## WHAT YOU ARE ASKED TO DO
Repeat exactly, and only, the lines running from the one that holds "Exercise. Put one marker on every instance of the pagoda roof" to the end of the records.

## RECORD SET
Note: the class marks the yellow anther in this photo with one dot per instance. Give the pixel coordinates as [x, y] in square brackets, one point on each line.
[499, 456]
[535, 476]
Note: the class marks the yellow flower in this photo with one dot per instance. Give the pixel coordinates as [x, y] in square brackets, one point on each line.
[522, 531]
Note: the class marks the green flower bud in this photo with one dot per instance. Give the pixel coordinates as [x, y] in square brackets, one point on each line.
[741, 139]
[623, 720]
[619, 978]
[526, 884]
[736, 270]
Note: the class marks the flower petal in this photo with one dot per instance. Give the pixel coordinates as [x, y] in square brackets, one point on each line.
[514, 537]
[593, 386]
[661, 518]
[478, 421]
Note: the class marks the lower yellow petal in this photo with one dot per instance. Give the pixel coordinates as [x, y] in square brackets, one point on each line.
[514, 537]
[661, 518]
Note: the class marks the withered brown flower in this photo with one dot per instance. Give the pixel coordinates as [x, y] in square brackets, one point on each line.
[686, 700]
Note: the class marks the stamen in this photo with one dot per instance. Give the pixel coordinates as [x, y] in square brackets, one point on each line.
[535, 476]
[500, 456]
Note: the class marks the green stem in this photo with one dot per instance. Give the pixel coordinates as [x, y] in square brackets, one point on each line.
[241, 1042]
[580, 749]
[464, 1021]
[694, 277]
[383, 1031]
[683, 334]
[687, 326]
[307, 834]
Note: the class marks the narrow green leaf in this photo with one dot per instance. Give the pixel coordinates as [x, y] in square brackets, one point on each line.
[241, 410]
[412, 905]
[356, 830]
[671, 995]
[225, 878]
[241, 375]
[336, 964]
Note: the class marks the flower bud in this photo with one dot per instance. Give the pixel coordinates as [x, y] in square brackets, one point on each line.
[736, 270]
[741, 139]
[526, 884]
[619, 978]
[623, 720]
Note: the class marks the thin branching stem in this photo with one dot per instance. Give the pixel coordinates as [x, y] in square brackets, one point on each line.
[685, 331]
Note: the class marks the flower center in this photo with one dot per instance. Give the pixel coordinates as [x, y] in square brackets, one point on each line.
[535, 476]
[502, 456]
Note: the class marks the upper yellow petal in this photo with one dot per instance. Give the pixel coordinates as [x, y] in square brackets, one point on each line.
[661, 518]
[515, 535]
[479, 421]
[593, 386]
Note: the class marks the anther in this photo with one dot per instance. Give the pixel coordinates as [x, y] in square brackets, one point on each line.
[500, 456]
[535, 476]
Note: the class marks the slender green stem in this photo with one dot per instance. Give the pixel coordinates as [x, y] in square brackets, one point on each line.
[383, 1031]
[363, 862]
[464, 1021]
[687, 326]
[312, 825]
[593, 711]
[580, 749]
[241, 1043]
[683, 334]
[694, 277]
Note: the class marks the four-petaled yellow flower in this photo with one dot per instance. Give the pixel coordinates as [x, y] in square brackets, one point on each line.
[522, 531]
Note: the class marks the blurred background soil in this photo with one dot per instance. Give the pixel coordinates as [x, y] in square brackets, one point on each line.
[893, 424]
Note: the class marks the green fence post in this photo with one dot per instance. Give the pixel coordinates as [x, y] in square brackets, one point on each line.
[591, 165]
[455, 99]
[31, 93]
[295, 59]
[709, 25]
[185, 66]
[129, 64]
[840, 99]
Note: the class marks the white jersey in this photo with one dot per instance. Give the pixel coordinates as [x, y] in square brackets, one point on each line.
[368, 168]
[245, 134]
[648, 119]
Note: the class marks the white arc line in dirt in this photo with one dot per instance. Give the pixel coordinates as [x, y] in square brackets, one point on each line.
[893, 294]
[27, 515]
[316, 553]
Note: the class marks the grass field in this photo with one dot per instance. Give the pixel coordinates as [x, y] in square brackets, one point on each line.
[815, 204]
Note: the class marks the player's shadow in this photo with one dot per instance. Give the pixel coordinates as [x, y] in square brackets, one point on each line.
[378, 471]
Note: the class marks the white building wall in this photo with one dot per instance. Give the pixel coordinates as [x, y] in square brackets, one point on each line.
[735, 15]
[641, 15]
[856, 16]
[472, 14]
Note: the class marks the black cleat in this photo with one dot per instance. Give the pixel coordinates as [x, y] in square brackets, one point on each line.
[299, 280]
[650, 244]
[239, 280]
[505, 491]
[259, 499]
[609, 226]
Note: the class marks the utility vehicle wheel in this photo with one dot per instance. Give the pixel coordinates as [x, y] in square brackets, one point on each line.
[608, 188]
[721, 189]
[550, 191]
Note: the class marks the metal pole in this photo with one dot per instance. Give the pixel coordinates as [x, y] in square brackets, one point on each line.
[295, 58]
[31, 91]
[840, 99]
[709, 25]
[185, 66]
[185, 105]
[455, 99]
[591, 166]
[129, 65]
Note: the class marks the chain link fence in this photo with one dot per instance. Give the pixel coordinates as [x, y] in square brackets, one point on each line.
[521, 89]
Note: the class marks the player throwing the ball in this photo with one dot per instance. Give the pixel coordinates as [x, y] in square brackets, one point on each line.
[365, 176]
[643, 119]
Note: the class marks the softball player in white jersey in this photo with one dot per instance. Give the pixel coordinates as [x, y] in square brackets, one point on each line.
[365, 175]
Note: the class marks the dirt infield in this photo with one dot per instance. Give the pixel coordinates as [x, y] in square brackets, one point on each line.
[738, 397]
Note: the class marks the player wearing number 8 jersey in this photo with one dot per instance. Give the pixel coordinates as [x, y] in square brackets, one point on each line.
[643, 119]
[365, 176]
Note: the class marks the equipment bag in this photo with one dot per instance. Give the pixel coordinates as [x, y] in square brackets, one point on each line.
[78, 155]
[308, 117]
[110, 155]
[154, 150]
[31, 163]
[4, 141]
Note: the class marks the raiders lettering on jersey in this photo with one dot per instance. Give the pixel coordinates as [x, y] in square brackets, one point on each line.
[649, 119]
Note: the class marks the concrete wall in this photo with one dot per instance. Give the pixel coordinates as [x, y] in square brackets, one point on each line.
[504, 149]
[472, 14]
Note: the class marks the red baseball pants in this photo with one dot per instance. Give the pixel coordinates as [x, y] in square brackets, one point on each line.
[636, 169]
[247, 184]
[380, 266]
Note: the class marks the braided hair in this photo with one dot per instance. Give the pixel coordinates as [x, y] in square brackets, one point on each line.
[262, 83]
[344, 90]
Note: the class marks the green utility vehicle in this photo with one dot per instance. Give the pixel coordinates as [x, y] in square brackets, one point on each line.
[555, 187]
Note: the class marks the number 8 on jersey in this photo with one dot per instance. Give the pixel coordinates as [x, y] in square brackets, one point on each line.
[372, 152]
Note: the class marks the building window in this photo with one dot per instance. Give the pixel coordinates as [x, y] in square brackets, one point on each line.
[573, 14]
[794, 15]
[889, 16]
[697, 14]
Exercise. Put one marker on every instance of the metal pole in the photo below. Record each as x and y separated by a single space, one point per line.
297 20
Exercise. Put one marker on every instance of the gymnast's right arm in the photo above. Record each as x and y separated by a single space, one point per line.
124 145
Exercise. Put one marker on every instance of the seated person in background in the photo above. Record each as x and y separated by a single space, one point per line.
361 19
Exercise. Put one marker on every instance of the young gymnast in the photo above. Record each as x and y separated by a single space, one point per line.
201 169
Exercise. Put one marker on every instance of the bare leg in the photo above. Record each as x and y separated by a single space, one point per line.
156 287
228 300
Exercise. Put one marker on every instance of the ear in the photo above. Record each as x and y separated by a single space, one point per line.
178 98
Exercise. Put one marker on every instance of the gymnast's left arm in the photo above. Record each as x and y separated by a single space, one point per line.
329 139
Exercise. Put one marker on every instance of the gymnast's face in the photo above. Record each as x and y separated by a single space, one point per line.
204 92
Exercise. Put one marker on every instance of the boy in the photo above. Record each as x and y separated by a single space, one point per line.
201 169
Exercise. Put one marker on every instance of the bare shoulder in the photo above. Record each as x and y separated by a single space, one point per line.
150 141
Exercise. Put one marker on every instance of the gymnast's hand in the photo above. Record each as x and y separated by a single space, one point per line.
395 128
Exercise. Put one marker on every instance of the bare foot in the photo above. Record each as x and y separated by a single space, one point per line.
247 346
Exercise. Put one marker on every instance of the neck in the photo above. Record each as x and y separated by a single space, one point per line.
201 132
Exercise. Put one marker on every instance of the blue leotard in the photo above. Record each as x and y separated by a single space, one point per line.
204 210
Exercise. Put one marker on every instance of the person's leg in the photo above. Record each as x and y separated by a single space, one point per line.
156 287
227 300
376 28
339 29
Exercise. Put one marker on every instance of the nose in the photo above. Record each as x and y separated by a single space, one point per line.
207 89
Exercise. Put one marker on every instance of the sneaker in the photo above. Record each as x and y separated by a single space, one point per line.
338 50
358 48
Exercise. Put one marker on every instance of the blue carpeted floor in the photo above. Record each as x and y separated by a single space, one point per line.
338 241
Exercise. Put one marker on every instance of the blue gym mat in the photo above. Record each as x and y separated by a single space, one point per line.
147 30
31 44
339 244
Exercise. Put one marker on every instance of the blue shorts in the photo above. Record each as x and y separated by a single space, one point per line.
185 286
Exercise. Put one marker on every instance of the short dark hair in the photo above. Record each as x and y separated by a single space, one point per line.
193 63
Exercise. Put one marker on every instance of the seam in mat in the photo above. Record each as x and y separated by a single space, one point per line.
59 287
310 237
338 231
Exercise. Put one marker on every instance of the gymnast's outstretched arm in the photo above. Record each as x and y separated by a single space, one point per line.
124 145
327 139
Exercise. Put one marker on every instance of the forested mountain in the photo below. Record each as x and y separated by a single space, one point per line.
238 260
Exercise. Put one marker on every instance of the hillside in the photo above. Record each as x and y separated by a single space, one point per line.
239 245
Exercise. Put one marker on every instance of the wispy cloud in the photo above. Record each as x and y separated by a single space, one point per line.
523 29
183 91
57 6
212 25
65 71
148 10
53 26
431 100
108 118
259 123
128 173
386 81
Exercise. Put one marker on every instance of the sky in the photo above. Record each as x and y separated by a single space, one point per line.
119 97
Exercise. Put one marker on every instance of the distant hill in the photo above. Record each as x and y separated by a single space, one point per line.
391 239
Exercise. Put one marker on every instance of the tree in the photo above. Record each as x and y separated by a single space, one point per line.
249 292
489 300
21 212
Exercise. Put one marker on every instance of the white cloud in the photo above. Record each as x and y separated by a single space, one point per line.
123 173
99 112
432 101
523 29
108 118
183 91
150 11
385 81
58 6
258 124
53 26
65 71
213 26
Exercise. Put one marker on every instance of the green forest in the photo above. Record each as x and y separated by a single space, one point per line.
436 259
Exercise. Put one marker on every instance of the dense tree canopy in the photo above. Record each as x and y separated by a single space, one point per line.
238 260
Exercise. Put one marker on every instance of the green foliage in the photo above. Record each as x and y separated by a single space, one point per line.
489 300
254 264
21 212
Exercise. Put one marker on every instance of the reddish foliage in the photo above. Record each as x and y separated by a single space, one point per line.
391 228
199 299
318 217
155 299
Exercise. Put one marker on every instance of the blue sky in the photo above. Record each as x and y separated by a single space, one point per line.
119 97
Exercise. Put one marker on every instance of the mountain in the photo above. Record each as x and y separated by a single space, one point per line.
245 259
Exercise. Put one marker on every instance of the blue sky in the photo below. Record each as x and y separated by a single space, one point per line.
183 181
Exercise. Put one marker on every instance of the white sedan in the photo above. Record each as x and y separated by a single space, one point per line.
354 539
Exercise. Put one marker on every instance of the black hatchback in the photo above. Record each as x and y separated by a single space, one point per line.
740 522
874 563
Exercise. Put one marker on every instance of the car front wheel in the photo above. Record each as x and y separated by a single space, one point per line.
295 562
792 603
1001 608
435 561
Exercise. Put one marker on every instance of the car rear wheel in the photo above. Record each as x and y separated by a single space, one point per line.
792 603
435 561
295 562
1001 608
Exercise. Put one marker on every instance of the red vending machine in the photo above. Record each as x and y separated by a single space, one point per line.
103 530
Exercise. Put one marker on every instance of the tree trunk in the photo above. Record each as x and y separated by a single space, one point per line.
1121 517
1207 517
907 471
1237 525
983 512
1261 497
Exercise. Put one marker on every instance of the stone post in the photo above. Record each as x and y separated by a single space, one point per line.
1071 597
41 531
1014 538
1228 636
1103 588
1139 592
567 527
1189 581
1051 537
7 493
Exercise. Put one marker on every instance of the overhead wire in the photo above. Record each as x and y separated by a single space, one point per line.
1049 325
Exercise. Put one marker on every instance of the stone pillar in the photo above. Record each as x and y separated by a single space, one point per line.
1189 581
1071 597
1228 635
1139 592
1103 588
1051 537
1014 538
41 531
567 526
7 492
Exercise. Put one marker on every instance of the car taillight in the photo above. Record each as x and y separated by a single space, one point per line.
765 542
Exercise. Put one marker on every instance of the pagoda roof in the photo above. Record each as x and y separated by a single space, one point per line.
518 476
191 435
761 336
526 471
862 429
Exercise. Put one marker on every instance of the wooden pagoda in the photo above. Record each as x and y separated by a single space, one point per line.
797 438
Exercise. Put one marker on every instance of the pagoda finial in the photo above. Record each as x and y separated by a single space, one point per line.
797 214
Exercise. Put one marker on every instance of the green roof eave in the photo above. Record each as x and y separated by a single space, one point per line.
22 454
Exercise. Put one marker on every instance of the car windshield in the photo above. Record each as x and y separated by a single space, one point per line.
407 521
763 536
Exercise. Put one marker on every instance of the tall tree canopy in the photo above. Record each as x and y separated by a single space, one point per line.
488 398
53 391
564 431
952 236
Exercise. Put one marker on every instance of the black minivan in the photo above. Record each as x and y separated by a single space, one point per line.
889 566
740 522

## ANSWER SECTION
Exercise. Put one marker on every instance of the pagoda roof in the photo above. Record each as x and y separated by a single space, one point per line.
518 476
191 435
761 336
526 471
862 429
Exercise. Put one marker on every instance of the wooden pagoda in the photo above. Record each as x and y separated by a single space, one point per line.
797 438
Exercise. Put one marker on every instance of the pagoda finial in the photo above. Record each as x and y separated by a single space, one point per line.
797 214
Exercise. Put one marker on every instance of the green roof eave in the photo above. Record each as x and y separated by a single space, one point per line.
22 454
Exercise. Put one marker on every instance of the car windshield in the photo above. Record each as x and y separated by a single space, one point per line.
407 521
763 536
Exercise. Put one marker on every instance of the tall tree canopy in the photo above. Record each as x and y separated by a single space, one point per line.
488 398
53 391
564 431
952 236
Exercise. Put one marker on every instance of the black minivan in the photo above. Record each as x and y separated by a single space, one point per line.
889 566
740 522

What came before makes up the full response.